→ Aim of the exercise
Locate each line in the rows below that contains the string "uniform" and copy it out. Case counts.

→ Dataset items
------------------------------
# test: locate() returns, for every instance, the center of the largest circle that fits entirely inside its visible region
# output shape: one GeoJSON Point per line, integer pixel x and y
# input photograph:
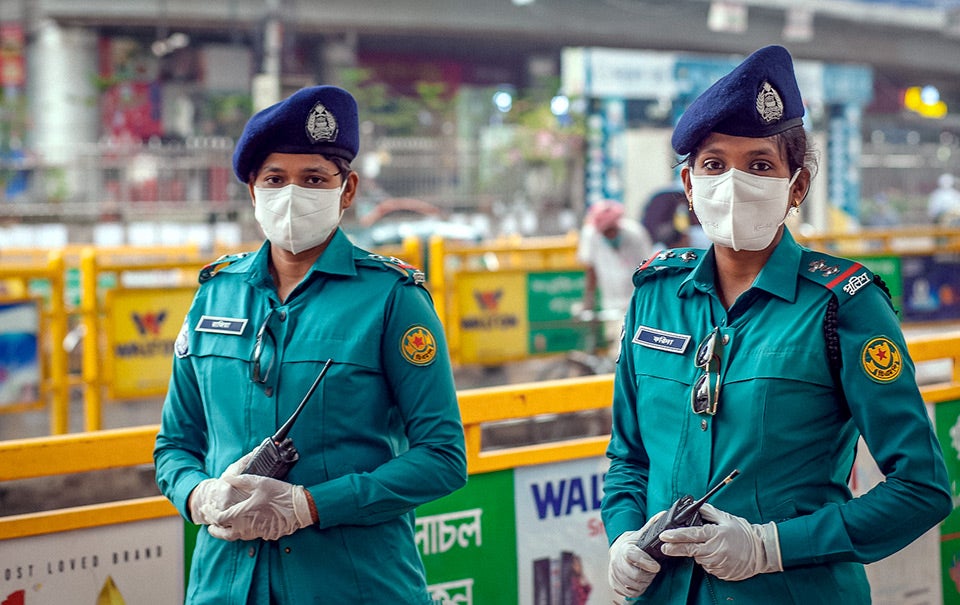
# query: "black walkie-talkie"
{"type": "Point", "coordinates": [276, 455]}
{"type": "Point", "coordinates": [685, 512]}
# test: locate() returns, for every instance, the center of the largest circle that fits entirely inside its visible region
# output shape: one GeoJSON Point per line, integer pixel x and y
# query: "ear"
{"type": "Point", "coordinates": [800, 188]}
{"type": "Point", "coordinates": [349, 191]}
{"type": "Point", "coordinates": [687, 183]}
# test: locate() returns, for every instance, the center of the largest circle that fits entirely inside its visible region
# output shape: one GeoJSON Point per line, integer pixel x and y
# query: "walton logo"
{"type": "Point", "coordinates": [488, 300]}
{"type": "Point", "coordinates": [149, 324]}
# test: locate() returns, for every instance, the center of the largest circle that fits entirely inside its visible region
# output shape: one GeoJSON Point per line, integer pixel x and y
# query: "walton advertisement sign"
{"type": "Point", "coordinates": [142, 325]}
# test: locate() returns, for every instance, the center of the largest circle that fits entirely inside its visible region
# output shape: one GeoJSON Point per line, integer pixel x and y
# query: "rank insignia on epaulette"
{"type": "Point", "coordinates": [824, 269]}
{"type": "Point", "coordinates": [224, 261]}
{"type": "Point", "coordinates": [419, 277]}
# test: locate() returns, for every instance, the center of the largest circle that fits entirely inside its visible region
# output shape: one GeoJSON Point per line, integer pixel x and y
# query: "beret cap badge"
{"type": "Point", "coordinates": [769, 105]}
{"type": "Point", "coordinates": [321, 125]}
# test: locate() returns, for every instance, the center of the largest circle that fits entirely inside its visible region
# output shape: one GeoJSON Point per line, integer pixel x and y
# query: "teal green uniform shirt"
{"type": "Point", "coordinates": [380, 435]}
{"type": "Point", "coordinates": [783, 420]}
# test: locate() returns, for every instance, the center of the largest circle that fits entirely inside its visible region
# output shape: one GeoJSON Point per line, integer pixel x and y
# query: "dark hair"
{"type": "Point", "coordinates": [793, 142]}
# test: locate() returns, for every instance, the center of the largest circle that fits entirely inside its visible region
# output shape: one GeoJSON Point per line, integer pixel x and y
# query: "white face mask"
{"type": "Point", "coordinates": [297, 218]}
{"type": "Point", "coordinates": [740, 210]}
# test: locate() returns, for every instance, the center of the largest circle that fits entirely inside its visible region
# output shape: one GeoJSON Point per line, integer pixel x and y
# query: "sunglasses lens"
{"type": "Point", "coordinates": [705, 351]}
{"type": "Point", "coordinates": [701, 399]}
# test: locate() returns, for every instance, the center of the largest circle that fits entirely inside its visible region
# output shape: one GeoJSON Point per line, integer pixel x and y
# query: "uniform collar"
------------------------------
→ Solution to this problem
# query: "teal green uniform shirt"
# query: "uniform collar"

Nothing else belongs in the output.